CHECK YOUR UNDERSTANDING:
• A. Write out the passage on Gildard word for word, starting at the words "- Church of Saint-Médard-et-Saint-Gildard, in Fel, Orne, France;" and ending after "to Anglo-Saxon period.".
• B. In the passage on Gildard, give the location of each church listed under the heading about churches named for Medard and Gildard.

EXTRACT TO READ:
According to Felice Lifshitz, the main reason for the veneration of Gildard is his association with Medard. Prior to the emergence of widespread belief in this association, no cult of Gildard was promoted, and his relics were kept in the church of Notre Dame (St. Mary) in suburban Rouen without attracting any attention. They were removed to the Abbey of St. Medard in Soissons precisely because of the supposed sibling connection; when the monks of St. Medard discovered this link, they argued successfully with Charles the Bald that the brothers be reunited in death. Apparently the people of Rouen were not happy to see their saint go, and made the offer that the monks of St. Medard leave them the head of Gildard, for which they would give them the head of Romanus of Rouen, one of their bishops, or the entire body of Remigius of Rouen, their third archbishop. In Soissons, Gildard "was provided for the first time with literary traditions and [here] his cult was promoted."

===Churches named for Medard and Gildard===
- Church of Saint-Médard-et-Saint-Gildard, in Crépon, Calvados, France; 12th–14th century.
- Church of Saint-Médard-et-Saint-Gildard, in Fel, Orne, France; 12th century (today only Saint-Médard, apparently).
- Church of St Medard and St Gildard, parish church in Little Bytham, Lincolnshire, England; dating back to Anglo-Saxon period.

DATA LISTING:
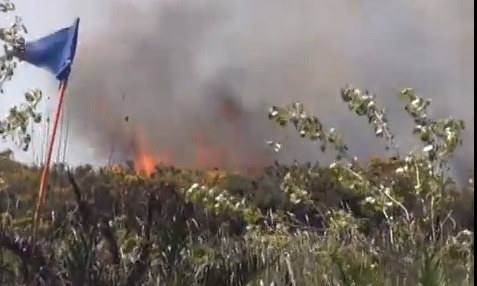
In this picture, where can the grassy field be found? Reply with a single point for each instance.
(392, 221)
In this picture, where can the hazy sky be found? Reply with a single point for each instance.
(308, 48)
(40, 18)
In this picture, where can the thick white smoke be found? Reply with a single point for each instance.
(165, 63)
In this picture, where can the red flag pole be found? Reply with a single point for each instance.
(46, 168)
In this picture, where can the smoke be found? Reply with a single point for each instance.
(167, 69)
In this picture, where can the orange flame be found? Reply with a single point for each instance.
(206, 154)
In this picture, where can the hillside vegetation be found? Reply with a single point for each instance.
(392, 221)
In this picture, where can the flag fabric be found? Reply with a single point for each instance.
(54, 52)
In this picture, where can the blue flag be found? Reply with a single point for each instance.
(54, 52)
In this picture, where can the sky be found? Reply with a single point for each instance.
(377, 44)
(55, 14)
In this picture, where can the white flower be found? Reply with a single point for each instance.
(370, 200)
(428, 148)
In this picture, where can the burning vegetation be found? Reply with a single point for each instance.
(226, 148)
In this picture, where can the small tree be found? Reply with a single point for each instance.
(15, 124)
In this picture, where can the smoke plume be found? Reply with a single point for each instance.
(167, 70)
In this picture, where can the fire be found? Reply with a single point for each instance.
(204, 152)
(145, 163)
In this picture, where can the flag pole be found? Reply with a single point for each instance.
(46, 167)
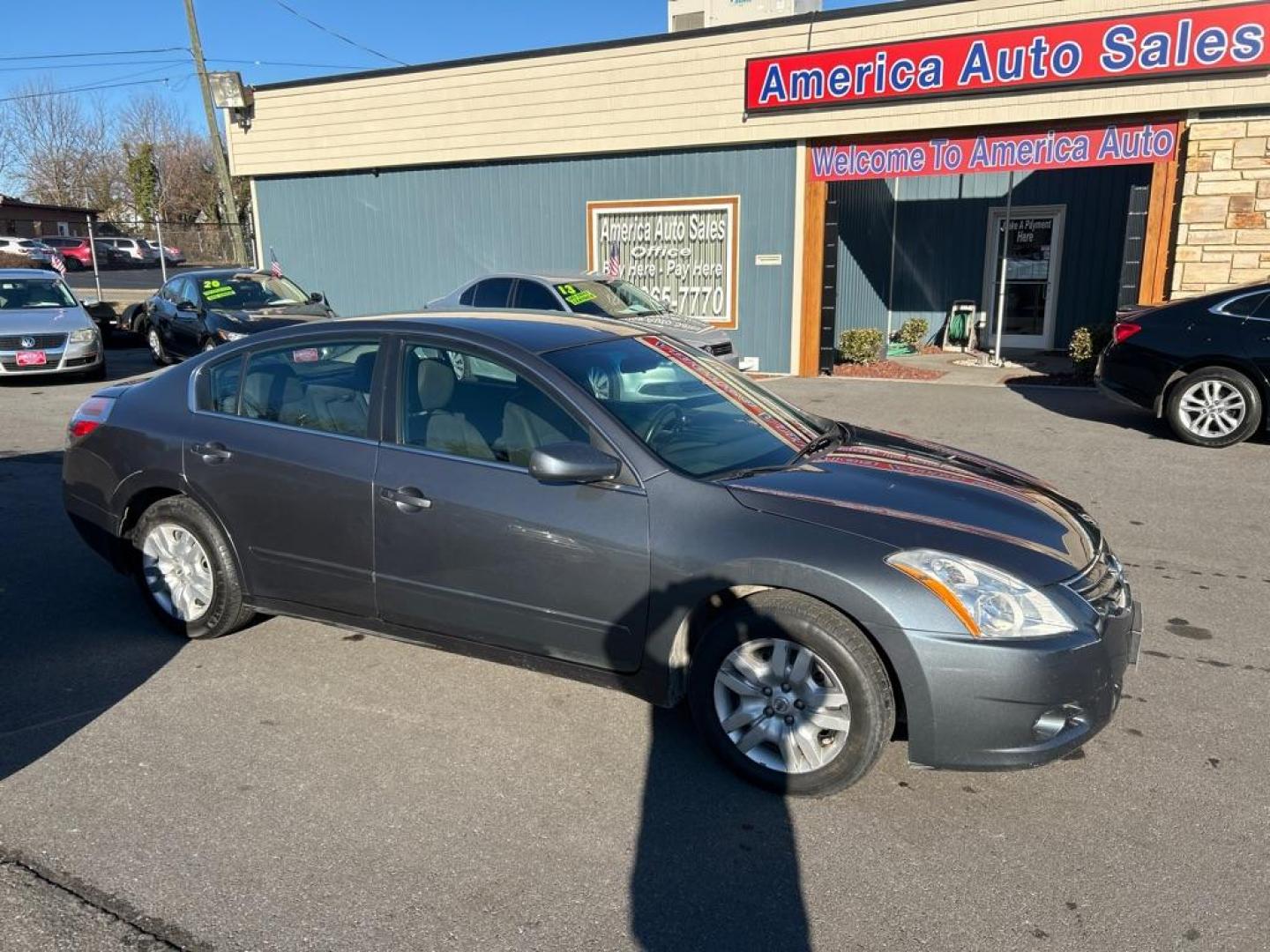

PER-TASK OUTPUTS:
• A.
- Church of Saint-Médard-et-Saint-Gildard, in Fel, Orne, France; 12th century (today only Saint-Médard, apparently).
- Church of St Medard and St Gildard, parish church in Little Bytham, Lincolnshire, England; dating back to Anglo-Saxon period.

• B.
- Crépon, Calvados, France
- Fel, Orne, France
- Little Bytham, Lincolnshire, England